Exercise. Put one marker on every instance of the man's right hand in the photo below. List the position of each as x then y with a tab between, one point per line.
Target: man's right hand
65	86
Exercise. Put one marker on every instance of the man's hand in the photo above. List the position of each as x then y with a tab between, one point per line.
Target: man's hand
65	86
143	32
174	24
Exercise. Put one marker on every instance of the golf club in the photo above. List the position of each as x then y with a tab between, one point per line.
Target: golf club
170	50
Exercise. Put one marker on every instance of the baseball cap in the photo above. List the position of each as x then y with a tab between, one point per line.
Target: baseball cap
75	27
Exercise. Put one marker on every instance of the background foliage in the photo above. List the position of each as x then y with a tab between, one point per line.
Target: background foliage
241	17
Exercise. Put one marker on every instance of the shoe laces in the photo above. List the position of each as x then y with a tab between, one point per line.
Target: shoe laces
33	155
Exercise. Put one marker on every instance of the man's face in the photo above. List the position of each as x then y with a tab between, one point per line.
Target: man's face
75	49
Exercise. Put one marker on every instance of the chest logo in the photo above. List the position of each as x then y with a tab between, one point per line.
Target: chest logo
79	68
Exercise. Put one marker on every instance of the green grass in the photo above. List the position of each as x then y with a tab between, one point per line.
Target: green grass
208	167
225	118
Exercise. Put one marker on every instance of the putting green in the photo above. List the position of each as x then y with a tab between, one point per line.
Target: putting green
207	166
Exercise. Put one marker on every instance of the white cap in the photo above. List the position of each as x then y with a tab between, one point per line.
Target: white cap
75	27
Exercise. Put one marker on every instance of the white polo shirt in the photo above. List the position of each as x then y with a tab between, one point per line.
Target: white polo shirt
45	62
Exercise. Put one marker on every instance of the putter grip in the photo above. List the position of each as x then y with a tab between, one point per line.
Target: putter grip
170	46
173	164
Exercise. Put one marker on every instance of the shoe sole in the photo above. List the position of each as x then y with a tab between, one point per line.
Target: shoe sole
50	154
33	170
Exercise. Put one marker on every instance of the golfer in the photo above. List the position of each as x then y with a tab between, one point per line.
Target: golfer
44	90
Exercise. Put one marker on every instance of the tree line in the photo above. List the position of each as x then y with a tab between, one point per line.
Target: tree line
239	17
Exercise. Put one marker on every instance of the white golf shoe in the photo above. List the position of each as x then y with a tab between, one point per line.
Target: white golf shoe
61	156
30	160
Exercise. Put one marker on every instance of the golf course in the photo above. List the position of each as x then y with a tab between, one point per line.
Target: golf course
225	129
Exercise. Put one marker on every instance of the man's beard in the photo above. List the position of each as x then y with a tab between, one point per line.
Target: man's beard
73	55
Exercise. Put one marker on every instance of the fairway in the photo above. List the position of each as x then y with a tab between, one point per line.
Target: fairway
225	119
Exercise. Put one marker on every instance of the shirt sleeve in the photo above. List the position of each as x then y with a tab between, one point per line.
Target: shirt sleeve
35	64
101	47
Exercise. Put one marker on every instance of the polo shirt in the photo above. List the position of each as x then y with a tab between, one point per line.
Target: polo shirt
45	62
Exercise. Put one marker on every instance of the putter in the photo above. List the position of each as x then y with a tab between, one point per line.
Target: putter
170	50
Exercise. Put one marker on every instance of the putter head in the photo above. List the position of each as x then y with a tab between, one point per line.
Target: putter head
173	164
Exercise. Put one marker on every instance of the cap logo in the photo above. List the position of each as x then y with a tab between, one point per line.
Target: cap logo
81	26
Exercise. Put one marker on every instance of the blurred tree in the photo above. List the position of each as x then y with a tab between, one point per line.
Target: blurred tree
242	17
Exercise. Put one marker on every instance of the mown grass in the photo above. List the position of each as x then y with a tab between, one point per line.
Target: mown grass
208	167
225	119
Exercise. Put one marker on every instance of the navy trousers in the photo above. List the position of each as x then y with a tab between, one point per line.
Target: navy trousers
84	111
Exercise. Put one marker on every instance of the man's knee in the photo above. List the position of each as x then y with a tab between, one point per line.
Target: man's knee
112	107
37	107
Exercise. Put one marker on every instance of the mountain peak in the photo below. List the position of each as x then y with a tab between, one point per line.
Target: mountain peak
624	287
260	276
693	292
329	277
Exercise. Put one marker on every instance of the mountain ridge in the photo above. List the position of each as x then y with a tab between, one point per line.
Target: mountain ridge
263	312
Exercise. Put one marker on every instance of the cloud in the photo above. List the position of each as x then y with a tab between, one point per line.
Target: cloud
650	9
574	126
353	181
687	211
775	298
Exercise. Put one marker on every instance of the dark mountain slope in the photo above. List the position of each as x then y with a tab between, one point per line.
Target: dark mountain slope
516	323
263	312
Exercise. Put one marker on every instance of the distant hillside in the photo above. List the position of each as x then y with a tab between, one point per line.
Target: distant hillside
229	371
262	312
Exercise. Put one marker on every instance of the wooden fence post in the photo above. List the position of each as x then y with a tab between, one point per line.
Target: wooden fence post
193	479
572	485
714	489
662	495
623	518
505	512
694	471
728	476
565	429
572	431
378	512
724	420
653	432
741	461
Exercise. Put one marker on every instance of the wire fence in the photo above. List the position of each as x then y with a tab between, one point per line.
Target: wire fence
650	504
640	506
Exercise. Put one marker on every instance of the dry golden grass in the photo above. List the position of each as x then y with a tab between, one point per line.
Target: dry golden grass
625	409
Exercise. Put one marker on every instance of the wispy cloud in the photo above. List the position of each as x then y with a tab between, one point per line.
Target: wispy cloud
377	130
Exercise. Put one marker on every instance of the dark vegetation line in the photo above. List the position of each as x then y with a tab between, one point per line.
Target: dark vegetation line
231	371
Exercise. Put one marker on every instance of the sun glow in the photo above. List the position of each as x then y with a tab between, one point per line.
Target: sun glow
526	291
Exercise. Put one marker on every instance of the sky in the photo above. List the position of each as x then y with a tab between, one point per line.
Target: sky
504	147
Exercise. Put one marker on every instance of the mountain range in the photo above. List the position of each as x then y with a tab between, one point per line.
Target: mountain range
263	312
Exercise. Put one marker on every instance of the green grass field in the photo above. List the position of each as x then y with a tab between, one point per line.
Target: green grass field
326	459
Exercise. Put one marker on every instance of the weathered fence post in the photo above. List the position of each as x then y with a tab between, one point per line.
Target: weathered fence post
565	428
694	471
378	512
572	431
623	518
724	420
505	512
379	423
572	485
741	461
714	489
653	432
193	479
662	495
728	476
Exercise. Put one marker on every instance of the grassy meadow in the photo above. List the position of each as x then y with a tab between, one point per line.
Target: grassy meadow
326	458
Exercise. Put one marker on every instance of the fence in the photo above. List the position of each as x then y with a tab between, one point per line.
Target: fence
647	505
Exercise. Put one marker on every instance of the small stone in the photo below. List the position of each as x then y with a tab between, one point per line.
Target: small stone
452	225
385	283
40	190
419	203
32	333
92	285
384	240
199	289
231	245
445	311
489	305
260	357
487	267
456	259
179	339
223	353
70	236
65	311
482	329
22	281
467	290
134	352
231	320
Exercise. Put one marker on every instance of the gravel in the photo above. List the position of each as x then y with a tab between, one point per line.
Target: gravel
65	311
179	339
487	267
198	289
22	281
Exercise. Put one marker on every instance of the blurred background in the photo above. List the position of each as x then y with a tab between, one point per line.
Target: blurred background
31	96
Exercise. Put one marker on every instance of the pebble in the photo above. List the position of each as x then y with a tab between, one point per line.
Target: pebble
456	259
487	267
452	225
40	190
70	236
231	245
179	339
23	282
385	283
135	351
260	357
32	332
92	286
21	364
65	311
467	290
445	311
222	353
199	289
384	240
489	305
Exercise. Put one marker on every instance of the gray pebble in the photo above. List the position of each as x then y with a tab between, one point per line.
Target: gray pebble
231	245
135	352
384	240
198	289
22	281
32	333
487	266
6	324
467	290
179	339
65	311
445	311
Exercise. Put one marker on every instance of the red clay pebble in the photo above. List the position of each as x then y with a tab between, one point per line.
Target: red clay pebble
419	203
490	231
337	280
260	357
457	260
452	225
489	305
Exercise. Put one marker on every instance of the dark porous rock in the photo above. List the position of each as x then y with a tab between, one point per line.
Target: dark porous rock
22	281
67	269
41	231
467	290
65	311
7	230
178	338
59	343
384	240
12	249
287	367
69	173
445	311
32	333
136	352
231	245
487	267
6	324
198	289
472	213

→ What is asked: Starting with the line that contains "Exercise. Put one marker on every instance of the red", repeat each line through the last one exactly as it appears. Include both ends and nothing more.

→ Response for this exercise:
Exercise. Put one marker on every instance of the red clay pebble in the photo above. List the position of each as x then y with a tab between, one point per line.
Target: red clay pebble
419	203
490	231
337	280
260	357
457	260
452	225
489	305
Exercise. Put one marker on every instance of the dark porous rock in the photo above. List the position of each as x then y with a tab between, one point per line.
Target: dark porous rock
22	281
67	269
41	231
467	290
65	311
7	230
178	338
59	343
384	240
12	249
287	367
69	173
445	311
32	333
136	352
231	245
487	267
6	324
198	289
472	213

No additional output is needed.